**Ausgewählter Auszug:**
◇ ◇ ◇ ◇

PREMIERENFRISCH – Im Jahr 1972 war am Nürnberger Opernhaus die Deutschland-Premiere der kurz vorher in Wien erstmals gewagten deutschsprachigen Übersetzung von Leonard Bernsteins WEST SIDE STORY, also elf Jahre nach der Kinofassung, die damals zehn Oscars abräumte. Davor und auch wieder danach hatten die Bühnenrechte-Inhaber aus New York die Aufführung nur nach Original-Modell gestattet. Inzwischen sind die Gebote gelockert, für Nürnbergs zweiten Versuch 2019 war die Choreographin Melissa King (die hier zuletzt geordnetes Tanz-Temperament in „Singin´ in the Rain“ und „Catch Me if You Can“ dressierte) auch für Regie zuständig. Neben einem Spezialisten-Ensemble stimmbegabter Tänzer, die als Straßenbanden der jugendlichen Jets und Sharks gegeneinander kämpfen, sind Tony und Maria, das Romeo-und-Julia-Paar in den Häuserschluchten von Manhattan, aus dem Haus-Ensemble besetzt: Hans Kittelmann und Andromahi Raptis, sonst gerne für Wagner und Mozart im Einsatz, singen „Tonight, Tonight“.

◇ ◇ ◇ ◇

**Gegebene Daten:**
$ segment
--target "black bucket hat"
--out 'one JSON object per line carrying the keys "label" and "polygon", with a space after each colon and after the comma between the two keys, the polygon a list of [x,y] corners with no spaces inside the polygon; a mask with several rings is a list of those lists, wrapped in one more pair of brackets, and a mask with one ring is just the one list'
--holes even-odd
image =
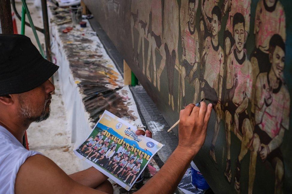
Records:
{"label": "black bucket hat", "polygon": [[35,88],[59,67],[44,58],[28,37],[0,34],[0,96]]}

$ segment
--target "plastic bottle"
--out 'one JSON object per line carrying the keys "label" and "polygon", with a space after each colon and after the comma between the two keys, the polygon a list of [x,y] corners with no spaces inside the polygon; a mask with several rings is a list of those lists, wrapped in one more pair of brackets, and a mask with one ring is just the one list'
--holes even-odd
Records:
{"label": "plastic bottle", "polygon": [[206,180],[193,161],[191,163],[191,166],[192,185],[198,190],[202,191],[209,188]]}

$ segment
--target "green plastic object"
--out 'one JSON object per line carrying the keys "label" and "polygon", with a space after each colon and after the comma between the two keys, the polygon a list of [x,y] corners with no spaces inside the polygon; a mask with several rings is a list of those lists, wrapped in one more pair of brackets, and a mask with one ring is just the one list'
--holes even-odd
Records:
{"label": "green plastic object", "polygon": [[23,5],[21,10],[21,30],[20,34],[24,35],[25,29],[25,9]]}
{"label": "green plastic object", "polygon": [[133,86],[135,86],[136,85],[138,85],[139,82],[138,81],[138,79],[136,77],[135,74],[134,74],[133,71],[131,72],[131,85]]}
{"label": "green plastic object", "polygon": [[38,46],[39,47],[39,52],[41,54],[43,57],[45,58],[45,54],[44,54],[44,50],[42,49],[42,47],[41,45],[41,43],[39,42],[39,37],[37,36],[37,34],[36,33],[36,28],[34,27],[34,22],[32,21],[32,19],[31,19],[31,14],[29,13],[29,10],[28,10],[28,7],[27,5],[26,4],[25,0],[22,0],[22,7],[21,14],[22,17],[21,18],[21,34],[24,35],[25,29],[25,15],[26,14],[27,16],[28,19],[29,24],[31,24],[31,28],[33,33],[34,33],[34,37],[36,39],[36,41]]}

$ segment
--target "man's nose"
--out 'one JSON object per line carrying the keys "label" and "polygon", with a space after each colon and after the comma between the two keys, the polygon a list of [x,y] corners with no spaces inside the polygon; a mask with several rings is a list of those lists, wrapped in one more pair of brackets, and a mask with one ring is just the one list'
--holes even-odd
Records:
{"label": "man's nose", "polygon": [[49,80],[48,80],[45,82],[46,93],[51,93],[55,91],[55,86]]}

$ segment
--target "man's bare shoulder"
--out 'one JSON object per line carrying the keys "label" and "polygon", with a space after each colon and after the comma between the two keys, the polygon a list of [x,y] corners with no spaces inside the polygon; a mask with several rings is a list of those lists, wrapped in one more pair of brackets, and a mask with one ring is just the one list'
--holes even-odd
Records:
{"label": "man's bare shoulder", "polygon": [[36,154],[28,158],[20,167],[15,189],[16,193],[74,193],[92,189],[75,181],[49,158]]}

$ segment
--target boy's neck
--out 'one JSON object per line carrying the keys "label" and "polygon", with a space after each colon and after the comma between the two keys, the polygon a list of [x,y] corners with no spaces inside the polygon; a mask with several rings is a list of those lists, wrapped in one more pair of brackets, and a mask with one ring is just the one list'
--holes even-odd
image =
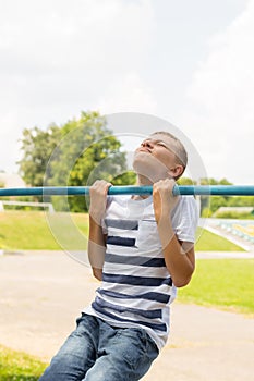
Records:
{"label": "boy's neck", "polygon": [[[136,181],[137,185],[138,186],[143,186],[143,185],[153,185],[153,182],[152,180],[145,177],[145,176],[142,176],[142,175],[137,175],[137,181]],[[148,198],[149,195],[133,195],[132,196],[132,199],[144,199],[144,198]]]}

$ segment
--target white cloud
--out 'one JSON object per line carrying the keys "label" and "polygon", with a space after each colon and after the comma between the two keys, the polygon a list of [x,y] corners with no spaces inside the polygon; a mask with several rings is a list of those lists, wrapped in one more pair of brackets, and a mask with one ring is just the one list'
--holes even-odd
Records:
{"label": "white cloud", "polygon": [[128,73],[121,81],[113,82],[98,102],[102,113],[121,111],[156,113],[153,90],[142,83],[137,73]]}
{"label": "white cloud", "polygon": [[1,167],[13,168],[8,153],[23,127],[62,123],[98,103],[108,112],[114,89],[122,105],[131,96],[137,108],[153,103],[140,78],[153,17],[149,0],[0,0]]}
{"label": "white cloud", "polygon": [[184,123],[206,159],[210,175],[254,181],[254,1],[210,41],[188,89]]}

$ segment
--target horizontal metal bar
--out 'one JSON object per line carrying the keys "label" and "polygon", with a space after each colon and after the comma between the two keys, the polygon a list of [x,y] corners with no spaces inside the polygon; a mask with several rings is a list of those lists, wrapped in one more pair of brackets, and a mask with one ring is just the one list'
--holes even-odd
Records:
{"label": "horizontal metal bar", "polygon": [[[111,186],[109,195],[152,195],[153,186]],[[2,196],[77,196],[88,195],[89,186],[45,186],[28,188],[0,188]],[[181,185],[174,195],[254,196],[254,185]]]}

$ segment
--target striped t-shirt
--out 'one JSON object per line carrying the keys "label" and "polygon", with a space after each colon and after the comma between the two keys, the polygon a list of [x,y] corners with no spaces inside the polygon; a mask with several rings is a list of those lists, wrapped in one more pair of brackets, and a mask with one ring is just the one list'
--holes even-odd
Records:
{"label": "striped t-shirt", "polygon": [[[179,241],[194,243],[197,219],[195,199],[182,196],[171,213]],[[84,312],[113,327],[143,328],[160,349],[169,334],[176,286],[166,268],[153,197],[110,197],[102,228],[107,234],[102,282]]]}

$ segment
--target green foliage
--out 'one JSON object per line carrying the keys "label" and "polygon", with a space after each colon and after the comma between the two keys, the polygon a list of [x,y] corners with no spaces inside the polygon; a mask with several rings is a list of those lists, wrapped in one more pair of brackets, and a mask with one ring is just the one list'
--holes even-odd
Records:
{"label": "green foliage", "polygon": [[199,259],[191,283],[179,300],[254,314],[254,259]]}
{"label": "green foliage", "polygon": [[[98,112],[82,112],[62,126],[24,130],[20,171],[33,186],[84,186],[97,179],[119,185],[133,184],[134,176],[126,174],[126,158],[121,143],[107,127]],[[50,199],[48,199],[49,201]],[[55,208],[62,211],[86,211],[83,196],[53,197]]]}
{"label": "green foliage", "polygon": [[46,366],[34,356],[0,345],[1,381],[36,381]]}

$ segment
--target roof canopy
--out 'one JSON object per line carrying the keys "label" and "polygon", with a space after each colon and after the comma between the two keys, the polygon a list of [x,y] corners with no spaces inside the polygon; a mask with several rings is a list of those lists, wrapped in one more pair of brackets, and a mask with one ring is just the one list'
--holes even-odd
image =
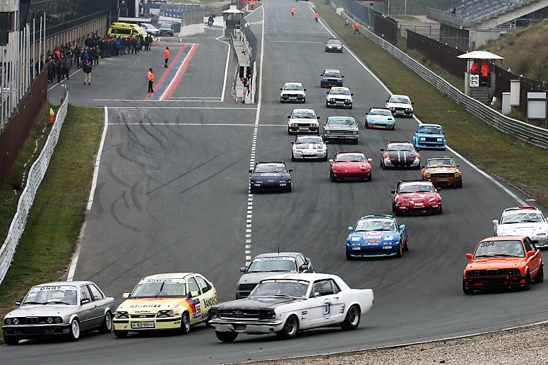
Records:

◇ ◇ ◇ ◇

**Aufgabenstellung 1:**
Beantworten Sie anhand des Textauszugs zur Nürnberger „West Side Story“ folgende Fragen:
(a) In welchem Jahr fand die Deutschland-Premiere am Nürnberger Opernhaus statt?
(b) Wie viele Oscars gewann die Kinofassung?
(c) Wer singt die Rollen von Tony und Maria?
**Aufgabenstellung 2:** Führen Sie jede Zeile der Einträge auf, welche die Zeichenfolge „target“ enthält.
Die Einträge stehen in keinem Zusammenhang mit dem Textauszug.

**Lösung 1:**
(a) 1972
(b) Zehn
(c) Hans Kittelmann und Andromahi Raptis

**Lösung 2:**
--target "black bucket hat"
--target "plastic bottle"
--target "green plastic object"
--target "man's nose"
--target "man's bare shoulder"
--target boy's neck
--target white cloud
--target horizontal metal bar
--target striped t-shirt
--target green foliage
--target roof canopy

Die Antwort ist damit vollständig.